DATA FOR PROCESSING:

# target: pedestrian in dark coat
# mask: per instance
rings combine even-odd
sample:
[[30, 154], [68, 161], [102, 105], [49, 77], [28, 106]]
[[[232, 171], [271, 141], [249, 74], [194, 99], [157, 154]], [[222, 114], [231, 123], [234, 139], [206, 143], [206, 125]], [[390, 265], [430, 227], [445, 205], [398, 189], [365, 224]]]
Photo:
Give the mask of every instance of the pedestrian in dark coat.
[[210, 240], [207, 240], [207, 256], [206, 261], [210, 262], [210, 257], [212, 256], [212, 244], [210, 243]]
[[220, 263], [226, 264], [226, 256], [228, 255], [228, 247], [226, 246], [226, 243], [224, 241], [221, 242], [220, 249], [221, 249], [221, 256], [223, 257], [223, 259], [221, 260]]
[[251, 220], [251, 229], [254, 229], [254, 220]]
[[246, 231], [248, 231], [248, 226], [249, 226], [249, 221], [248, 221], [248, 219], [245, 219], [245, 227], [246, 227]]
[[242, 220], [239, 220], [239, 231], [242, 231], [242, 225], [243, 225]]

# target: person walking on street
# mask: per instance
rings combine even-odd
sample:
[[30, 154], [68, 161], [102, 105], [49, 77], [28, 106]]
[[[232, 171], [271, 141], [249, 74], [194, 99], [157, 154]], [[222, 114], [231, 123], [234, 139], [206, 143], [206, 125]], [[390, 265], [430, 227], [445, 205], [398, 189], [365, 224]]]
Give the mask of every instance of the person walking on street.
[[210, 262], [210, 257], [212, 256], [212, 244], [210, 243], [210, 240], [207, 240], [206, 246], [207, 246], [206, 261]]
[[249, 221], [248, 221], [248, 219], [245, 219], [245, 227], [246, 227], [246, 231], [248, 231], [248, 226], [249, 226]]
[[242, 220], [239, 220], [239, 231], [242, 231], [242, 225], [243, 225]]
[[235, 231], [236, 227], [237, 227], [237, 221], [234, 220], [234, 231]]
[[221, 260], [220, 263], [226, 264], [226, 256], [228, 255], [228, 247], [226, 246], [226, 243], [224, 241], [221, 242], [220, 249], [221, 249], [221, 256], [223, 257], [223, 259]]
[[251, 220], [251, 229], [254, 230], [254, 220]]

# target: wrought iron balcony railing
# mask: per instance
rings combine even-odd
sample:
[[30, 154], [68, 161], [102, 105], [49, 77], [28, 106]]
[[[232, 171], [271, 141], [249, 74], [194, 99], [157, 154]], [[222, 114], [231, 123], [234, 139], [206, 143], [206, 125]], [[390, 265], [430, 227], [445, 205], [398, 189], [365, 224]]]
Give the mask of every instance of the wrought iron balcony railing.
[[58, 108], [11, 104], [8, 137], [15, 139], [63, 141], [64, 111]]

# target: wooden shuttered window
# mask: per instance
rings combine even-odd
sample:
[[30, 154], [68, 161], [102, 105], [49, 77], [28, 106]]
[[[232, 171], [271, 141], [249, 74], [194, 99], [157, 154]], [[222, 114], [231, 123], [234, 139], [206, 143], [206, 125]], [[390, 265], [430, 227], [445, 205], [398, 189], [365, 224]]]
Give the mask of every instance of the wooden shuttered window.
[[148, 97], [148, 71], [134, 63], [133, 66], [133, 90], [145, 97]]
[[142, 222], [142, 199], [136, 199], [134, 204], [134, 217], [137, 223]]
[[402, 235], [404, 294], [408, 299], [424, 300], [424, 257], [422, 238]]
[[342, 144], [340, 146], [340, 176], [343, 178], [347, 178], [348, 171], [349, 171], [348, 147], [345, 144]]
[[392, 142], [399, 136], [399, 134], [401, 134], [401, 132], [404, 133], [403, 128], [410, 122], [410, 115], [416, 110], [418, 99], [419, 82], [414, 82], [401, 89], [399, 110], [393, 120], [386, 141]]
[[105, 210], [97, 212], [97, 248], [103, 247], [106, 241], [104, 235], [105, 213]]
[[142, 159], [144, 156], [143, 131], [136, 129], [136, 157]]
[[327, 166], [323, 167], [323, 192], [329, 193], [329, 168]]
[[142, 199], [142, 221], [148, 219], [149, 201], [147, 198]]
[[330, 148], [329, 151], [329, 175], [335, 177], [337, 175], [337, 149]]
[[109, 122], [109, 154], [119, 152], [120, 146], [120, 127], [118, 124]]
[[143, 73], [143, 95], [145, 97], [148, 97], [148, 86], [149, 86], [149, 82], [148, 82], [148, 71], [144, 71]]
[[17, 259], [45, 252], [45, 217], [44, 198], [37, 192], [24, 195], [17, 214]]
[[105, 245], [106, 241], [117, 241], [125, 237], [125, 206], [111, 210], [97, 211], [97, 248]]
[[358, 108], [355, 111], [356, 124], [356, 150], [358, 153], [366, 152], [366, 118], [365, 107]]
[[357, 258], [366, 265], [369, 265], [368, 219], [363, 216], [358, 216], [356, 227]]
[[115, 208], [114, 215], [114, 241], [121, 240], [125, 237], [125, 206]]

ABOUT THIS EXERCISE: Please transcribe each entry exactly, keeping every word as it is.

SOLUTION TO THE EXERCISE:
# target: pedestrian in dark coat
# mask: per instance
rings combine even-odd
sample:
[[30, 154], [68, 161], [102, 105], [49, 77], [28, 106]]
[[[232, 171], [271, 141], [249, 74], [194, 99], [157, 154]], [[222, 114], [231, 123], [234, 139], [206, 143], [206, 125]], [[390, 265], [430, 227], [445, 205], [398, 189], [365, 224]]]
Photo:
Give the mask of every instance of the pedestrian in dark coat.
[[210, 240], [207, 240], [207, 256], [206, 261], [210, 262], [210, 257], [212, 256], [212, 244], [210, 243]]
[[220, 263], [226, 264], [226, 256], [228, 255], [228, 247], [226, 246], [226, 243], [224, 241], [221, 242], [220, 249], [221, 249], [221, 256], [223, 257], [223, 259], [221, 260]]
[[251, 220], [251, 229], [254, 229], [254, 220]]
[[246, 231], [248, 231], [248, 226], [249, 226], [249, 221], [248, 221], [248, 219], [245, 219], [245, 227], [246, 227]]
[[242, 220], [239, 220], [239, 231], [242, 231], [242, 225], [243, 225]]

# target: person walking on street
# mask: per instance
rings combine even-odd
sample:
[[30, 154], [68, 161], [102, 105], [49, 77], [28, 106]]
[[[232, 171], [271, 141], [249, 74], [194, 99], [157, 154]], [[222, 114], [231, 123], [234, 139], [206, 143], [206, 125]], [[390, 265], [430, 227], [445, 205], [398, 189], [365, 224]]]
Give the mask of every instance of the person walking on street.
[[210, 262], [210, 257], [212, 256], [212, 244], [210, 243], [210, 240], [207, 240], [206, 246], [207, 246], [206, 261]]
[[249, 221], [248, 221], [248, 219], [245, 219], [245, 227], [246, 227], [246, 231], [248, 231], [248, 226], [249, 226]]
[[242, 220], [239, 220], [239, 231], [242, 231], [242, 225], [243, 225]]
[[235, 231], [236, 227], [237, 227], [237, 221], [234, 220], [234, 231]]
[[221, 260], [220, 263], [226, 264], [226, 256], [228, 255], [228, 247], [226, 246], [226, 243], [224, 241], [221, 242], [220, 249], [221, 249], [221, 256], [223, 257], [223, 259]]
[[251, 220], [251, 229], [254, 230], [254, 220]]

# target: wrought iron balcony railing
# mask: per instance
rings combine even-odd
sample:
[[30, 154], [68, 161], [102, 105], [49, 77], [28, 106]]
[[[232, 171], [271, 141], [249, 74], [194, 99], [157, 154]], [[222, 114], [231, 123], [234, 139], [206, 143], [206, 125]], [[390, 265], [430, 227], [445, 205], [398, 189], [365, 224]]]
Give the mask of every instance of the wrought iron balcony railing.
[[58, 108], [11, 104], [8, 137], [15, 139], [63, 141], [64, 111]]

# target: wooden shuttered window
# mask: per instance
rings combine even-odd
sample:
[[30, 154], [68, 161], [102, 105], [49, 77], [28, 106]]
[[[232, 171], [271, 141], [249, 74], [194, 99], [157, 154]], [[222, 114], [231, 123], [234, 139], [206, 143], [206, 125]], [[390, 265], [430, 227], [445, 205], [398, 189], [365, 224]]]
Give the mask of every instance of the wooden shuttered window.
[[148, 97], [148, 71], [134, 63], [133, 66], [133, 90], [145, 97]]
[[142, 222], [142, 199], [136, 199], [134, 204], [134, 217], [137, 223]]
[[402, 235], [404, 294], [408, 299], [424, 300], [424, 257], [422, 238]]
[[342, 144], [340, 146], [340, 176], [343, 178], [347, 178], [348, 171], [349, 171], [348, 147], [345, 144]]
[[392, 142], [399, 136], [399, 134], [401, 134], [401, 132], [404, 133], [403, 128], [410, 122], [410, 115], [416, 110], [418, 99], [419, 82], [414, 82], [401, 89], [399, 110], [393, 120], [386, 141]]
[[105, 210], [97, 212], [97, 248], [103, 247], [106, 241], [104, 235], [105, 213]]
[[142, 159], [144, 156], [143, 131], [136, 129], [136, 157]]
[[327, 166], [323, 167], [323, 192], [329, 193], [329, 168]]
[[142, 199], [142, 221], [148, 219], [149, 201], [147, 198]]
[[330, 148], [329, 151], [329, 175], [335, 177], [337, 175], [337, 149]]
[[109, 122], [109, 154], [119, 152], [120, 146], [120, 127], [118, 124]]
[[143, 73], [143, 95], [145, 97], [148, 97], [148, 86], [149, 86], [149, 82], [148, 82], [148, 71], [144, 71]]
[[17, 259], [45, 252], [45, 217], [44, 198], [37, 192], [24, 195], [17, 214]]
[[105, 245], [106, 241], [117, 241], [125, 237], [125, 206], [111, 210], [97, 211], [97, 248]]
[[358, 108], [355, 111], [356, 124], [356, 150], [358, 153], [366, 152], [366, 118], [365, 107]]
[[357, 258], [366, 265], [369, 265], [368, 219], [363, 216], [358, 216], [356, 227]]
[[115, 208], [114, 215], [114, 241], [121, 240], [125, 237], [125, 206]]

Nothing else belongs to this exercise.